*THE PROBLEM:*
Quote the whole listing verbatim.

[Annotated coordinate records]
⁂

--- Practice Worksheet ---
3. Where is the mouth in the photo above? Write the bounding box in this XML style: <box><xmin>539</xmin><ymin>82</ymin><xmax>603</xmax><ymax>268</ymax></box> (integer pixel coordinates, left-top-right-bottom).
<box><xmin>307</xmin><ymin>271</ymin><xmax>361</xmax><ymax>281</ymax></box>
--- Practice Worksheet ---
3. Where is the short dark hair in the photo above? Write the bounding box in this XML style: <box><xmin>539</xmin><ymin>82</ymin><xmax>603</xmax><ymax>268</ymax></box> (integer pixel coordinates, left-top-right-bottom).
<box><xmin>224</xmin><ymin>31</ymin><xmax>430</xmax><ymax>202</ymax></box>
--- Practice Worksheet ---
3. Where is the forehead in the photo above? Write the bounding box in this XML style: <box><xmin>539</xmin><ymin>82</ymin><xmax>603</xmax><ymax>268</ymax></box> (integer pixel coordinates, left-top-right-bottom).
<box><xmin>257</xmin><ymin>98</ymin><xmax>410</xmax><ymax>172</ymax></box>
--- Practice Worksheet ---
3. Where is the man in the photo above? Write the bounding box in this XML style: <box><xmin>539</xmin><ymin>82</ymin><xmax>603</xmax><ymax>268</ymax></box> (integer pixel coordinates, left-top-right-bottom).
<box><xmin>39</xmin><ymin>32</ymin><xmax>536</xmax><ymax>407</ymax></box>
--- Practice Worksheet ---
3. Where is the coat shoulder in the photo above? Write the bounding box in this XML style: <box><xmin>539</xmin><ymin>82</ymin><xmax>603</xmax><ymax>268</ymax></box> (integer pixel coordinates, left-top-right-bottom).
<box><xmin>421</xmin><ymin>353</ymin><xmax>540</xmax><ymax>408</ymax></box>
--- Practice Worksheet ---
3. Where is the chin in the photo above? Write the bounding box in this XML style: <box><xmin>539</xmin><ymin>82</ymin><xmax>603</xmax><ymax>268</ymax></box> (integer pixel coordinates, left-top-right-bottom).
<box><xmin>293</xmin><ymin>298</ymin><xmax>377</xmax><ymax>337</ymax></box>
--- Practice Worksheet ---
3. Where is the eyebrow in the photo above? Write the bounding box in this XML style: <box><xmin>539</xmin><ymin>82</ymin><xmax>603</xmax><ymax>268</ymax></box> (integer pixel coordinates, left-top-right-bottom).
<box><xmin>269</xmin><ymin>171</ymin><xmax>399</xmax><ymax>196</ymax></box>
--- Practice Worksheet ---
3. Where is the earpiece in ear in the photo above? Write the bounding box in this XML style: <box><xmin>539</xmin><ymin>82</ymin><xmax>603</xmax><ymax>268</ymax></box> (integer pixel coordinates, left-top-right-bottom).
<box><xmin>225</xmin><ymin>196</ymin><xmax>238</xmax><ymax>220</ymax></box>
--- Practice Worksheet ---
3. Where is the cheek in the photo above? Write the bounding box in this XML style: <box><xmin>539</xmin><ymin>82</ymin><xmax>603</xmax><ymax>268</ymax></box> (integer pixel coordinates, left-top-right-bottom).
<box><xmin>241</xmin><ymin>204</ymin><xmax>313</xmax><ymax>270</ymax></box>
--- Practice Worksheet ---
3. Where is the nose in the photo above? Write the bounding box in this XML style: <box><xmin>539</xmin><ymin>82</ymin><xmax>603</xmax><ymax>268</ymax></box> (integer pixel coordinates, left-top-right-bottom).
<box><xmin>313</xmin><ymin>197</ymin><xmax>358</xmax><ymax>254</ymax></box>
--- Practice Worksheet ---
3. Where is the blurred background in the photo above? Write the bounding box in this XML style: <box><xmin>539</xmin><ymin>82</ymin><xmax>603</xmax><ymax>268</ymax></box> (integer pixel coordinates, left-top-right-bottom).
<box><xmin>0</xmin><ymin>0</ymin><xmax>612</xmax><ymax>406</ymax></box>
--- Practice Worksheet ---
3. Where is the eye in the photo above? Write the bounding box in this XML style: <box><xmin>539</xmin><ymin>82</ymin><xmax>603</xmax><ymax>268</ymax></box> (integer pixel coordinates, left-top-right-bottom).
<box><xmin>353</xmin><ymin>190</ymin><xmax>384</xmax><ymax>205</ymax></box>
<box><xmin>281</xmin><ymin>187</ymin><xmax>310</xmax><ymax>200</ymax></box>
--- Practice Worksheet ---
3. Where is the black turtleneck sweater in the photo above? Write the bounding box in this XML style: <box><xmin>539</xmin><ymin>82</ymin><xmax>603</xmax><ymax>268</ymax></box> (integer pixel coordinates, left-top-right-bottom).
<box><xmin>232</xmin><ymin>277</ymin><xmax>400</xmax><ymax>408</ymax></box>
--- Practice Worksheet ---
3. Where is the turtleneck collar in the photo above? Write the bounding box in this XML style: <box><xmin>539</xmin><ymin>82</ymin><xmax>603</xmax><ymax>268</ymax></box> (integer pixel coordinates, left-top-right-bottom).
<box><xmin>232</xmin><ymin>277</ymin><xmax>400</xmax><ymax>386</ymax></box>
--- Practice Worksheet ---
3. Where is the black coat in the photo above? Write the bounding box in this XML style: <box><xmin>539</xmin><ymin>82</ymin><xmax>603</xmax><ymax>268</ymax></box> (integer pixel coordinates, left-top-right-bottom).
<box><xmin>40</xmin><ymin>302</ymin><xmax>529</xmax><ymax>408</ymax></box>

⁂

*SOLUTION FOR THIS PROBLEM:*
--- Practice Worksheet ---
3. Where is the mouth in the photo above? Write the bounding box in this XML style: <box><xmin>539</xmin><ymin>82</ymin><xmax>603</xmax><ymax>268</ymax></box> (integer pixel coordinates, left-top-right-bottom).
<box><xmin>307</xmin><ymin>271</ymin><xmax>361</xmax><ymax>281</ymax></box>
--- Practice Worksheet ---
3. Where is the short dark hair in the photo above? Write the bounding box in this XML style: <box><xmin>539</xmin><ymin>82</ymin><xmax>603</xmax><ymax>268</ymax></box> (integer pixel coordinates, left-top-right-bottom).
<box><xmin>224</xmin><ymin>31</ymin><xmax>430</xmax><ymax>202</ymax></box>
--- Practice Worksheet ---
3. Where is the forehead in the photo above? Write the bounding box in this XML style: <box><xmin>539</xmin><ymin>82</ymin><xmax>603</xmax><ymax>268</ymax></box> (integer pixel coordinates, left-top-right-bottom).
<box><xmin>257</xmin><ymin>98</ymin><xmax>410</xmax><ymax>172</ymax></box>
--- Practice Worksheet ---
3. Where is the man in the photo above? Write the bounding box in this XML style: <box><xmin>539</xmin><ymin>82</ymin><xmax>603</xmax><ymax>268</ymax></box> (integer pixel coordinates, left-top-right-bottom).
<box><xmin>39</xmin><ymin>32</ymin><xmax>536</xmax><ymax>407</ymax></box>
--- Practice Worksheet ---
3. Where is the coat shoulder in the photo above? Write the bounding box in this XML style: <box><xmin>539</xmin><ymin>82</ymin><xmax>603</xmax><ymax>268</ymax></box> (integer pixel coordinates, left-top-right-bottom).
<box><xmin>421</xmin><ymin>353</ymin><xmax>540</xmax><ymax>408</ymax></box>
--- Practice Worksheet ---
3. Where is the chin in the photo above? Write the bounding box in this XML style: <box><xmin>539</xmin><ymin>82</ymin><xmax>603</xmax><ymax>268</ymax></box> (integer pixel coordinates, left-top-right-bottom).
<box><xmin>293</xmin><ymin>298</ymin><xmax>377</xmax><ymax>337</ymax></box>
--- Practice Worksheet ---
3. Where is the eyebrow in the photo above? Write the bounding box in this XML style: <box><xmin>539</xmin><ymin>82</ymin><xmax>603</xmax><ymax>268</ymax></box> (integer pixel coordinates, left-top-right-bottom).
<box><xmin>269</xmin><ymin>171</ymin><xmax>399</xmax><ymax>196</ymax></box>
--- Practice Worksheet ---
3. Where is the earpiece in ear in the photo above? Write the bounding box in this XML style: <box><xmin>539</xmin><ymin>82</ymin><xmax>603</xmax><ymax>268</ymax></box> (integer pixel coordinates, left-top-right-bottom).
<box><xmin>225</xmin><ymin>196</ymin><xmax>238</xmax><ymax>220</ymax></box>
--- Practice Worksheet ---
3. Where is the cheek in the photo above? Write the bounding box in this XML style: <box><xmin>539</xmin><ymin>82</ymin><xmax>603</xmax><ymax>268</ymax></box> (integer pixel coordinates, left-top-right-bottom).
<box><xmin>241</xmin><ymin>204</ymin><xmax>313</xmax><ymax>270</ymax></box>
--- Practice Worksheet ---
3. Where is the nose in the photo above? Write the bounding box in this XML style: <box><xmin>539</xmin><ymin>82</ymin><xmax>603</xmax><ymax>268</ymax></box> (integer pixel coordinates, left-top-right-bottom).
<box><xmin>313</xmin><ymin>197</ymin><xmax>358</xmax><ymax>254</ymax></box>
--- Practice Worksheet ---
3. Where is the blurred background in the photo above? Write the bounding box in this XML style: <box><xmin>539</xmin><ymin>82</ymin><xmax>603</xmax><ymax>268</ymax></box> (integer pixel coordinates, left-top-right-bottom).
<box><xmin>0</xmin><ymin>0</ymin><xmax>612</xmax><ymax>406</ymax></box>
--- Practice Worksheet ---
3. Where is the eye in the photo above? Write the bounding box in this XML style: <box><xmin>539</xmin><ymin>82</ymin><xmax>603</xmax><ymax>268</ymax></box> (integer pixel coordinates, left-top-right-bottom).
<box><xmin>353</xmin><ymin>190</ymin><xmax>384</xmax><ymax>205</ymax></box>
<box><xmin>281</xmin><ymin>187</ymin><xmax>310</xmax><ymax>200</ymax></box>
--- Practice Worksheet ---
3. Where is the black turtleneck sweater in the photo above? Write the bounding box in this XML style: <box><xmin>539</xmin><ymin>82</ymin><xmax>603</xmax><ymax>268</ymax></box> (integer pixel coordinates, left-top-right-bottom).
<box><xmin>232</xmin><ymin>277</ymin><xmax>400</xmax><ymax>408</ymax></box>
--- Practice Worksheet ---
3. Where is the turtleneck collar in the photo above? Write the bounding box in this XML style: <box><xmin>539</xmin><ymin>82</ymin><xmax>603</xmax><ymax>268</ymax></box> (integer pixel coordinates, left-top-right-bottom).
<box><xmin>232</xmin><ymin>277</ymin><xmax>400</xmax><ymax>386</ymax></box>
--- Practice Worksheet ---
3. Where is the black coat in the photo above? Write the bounding box in this XML style: <box><xmin>539</xmin><ymin>82</ymin><xmax>603</xmax><ymax>268</ymax></box> (integer pixel coordinates, left-top-right-bottom).
<box><xmin>40</xmin><ymin>302</ymin><xmax>529</xmax><ymax>408</ymax></box>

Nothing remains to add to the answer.